**Aim of the task:** Starting at the top of the material and ending at the line that contains "43 94 L 65 60", write those lines out again with "tiled roof building" changed to "brick building". Leave everything else as it is.

**Dataset excerpts:**
>>>
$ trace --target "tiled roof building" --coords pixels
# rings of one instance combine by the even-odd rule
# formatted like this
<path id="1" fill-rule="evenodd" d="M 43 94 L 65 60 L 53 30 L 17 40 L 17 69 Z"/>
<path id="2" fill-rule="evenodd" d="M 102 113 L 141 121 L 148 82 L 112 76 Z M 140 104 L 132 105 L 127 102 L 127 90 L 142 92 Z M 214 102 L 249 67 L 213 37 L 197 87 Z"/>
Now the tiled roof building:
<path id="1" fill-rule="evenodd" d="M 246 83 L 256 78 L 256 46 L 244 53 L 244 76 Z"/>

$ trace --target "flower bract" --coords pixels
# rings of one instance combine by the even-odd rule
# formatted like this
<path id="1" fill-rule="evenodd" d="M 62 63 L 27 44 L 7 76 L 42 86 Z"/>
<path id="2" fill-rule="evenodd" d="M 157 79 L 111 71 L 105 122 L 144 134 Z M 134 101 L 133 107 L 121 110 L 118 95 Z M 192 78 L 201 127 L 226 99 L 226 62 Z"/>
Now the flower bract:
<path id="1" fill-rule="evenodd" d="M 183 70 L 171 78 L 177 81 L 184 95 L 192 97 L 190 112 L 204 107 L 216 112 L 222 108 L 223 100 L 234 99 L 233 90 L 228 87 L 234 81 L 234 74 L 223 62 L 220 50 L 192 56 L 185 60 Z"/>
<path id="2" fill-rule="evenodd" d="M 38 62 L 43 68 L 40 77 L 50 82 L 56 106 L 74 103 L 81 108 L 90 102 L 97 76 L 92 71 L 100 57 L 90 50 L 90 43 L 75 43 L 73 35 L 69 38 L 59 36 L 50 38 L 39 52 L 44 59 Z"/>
<<<
**Solution for this problem:**
$ trace --target "brick building" --coords pixels
# rings of one instance combine by the even-odd rule
# formatted like this
<path id="1" fill-rule="evenodd" d="M 43 94 L 65 60 L 53 30 L 17 40 L 17 69 Z"/>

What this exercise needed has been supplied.